***** Provided records
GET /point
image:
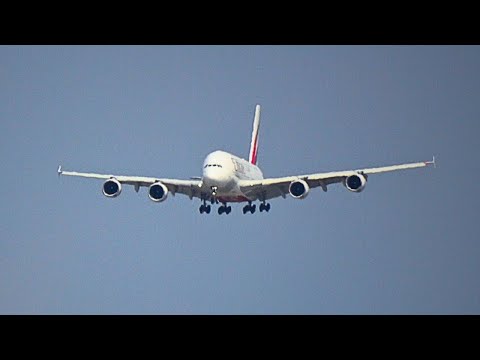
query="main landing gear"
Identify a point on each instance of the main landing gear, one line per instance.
(204, 208)
(224, 209)
(264, 207)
**********
## Your objective
The records above should be repeated exactly, with every picture omitted.

## Task output
GET /point
image:
query="main landing gear"
Identify a point on each instance of the main landing gear, one line per instance.
(204, 208)
(224, 209)
(264, 207)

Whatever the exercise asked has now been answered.